**The exercise**
Can you retype every one of the records below word for word, leaving the pictures out of your answer?
===
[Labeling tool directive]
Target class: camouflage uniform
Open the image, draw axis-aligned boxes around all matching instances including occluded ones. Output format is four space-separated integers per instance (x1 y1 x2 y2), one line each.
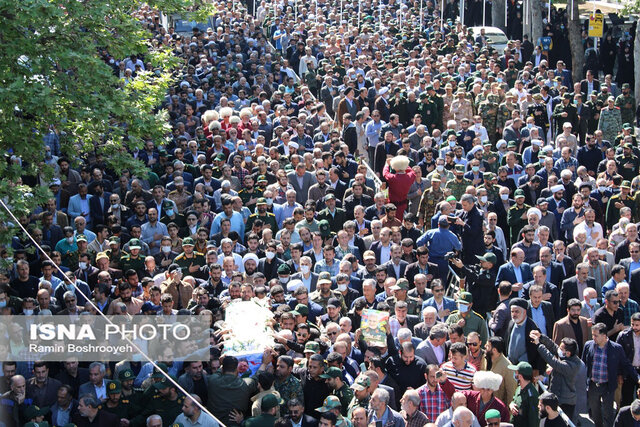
445 178 471 200
273 375 304 415
478 94 499 142
615 94 636 123
418 187 444 225
451 98 473 130
598 107 622 141
496 101 517 130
===
**Output for this exercise**
[Labeling tool directive]
Target class: camouflage uniform
Open the image, draw axis-aligned boxes around all matching instances including occluded ones. Output format is four space-separated integers per instance (x1 y1 x2 y2), one line each.
445 178 471 200
273 375 304 415
478 94 499 142
615 94 636 123
418 187 444 225
451 98 473 130
598 107 622 141
496 101 517 130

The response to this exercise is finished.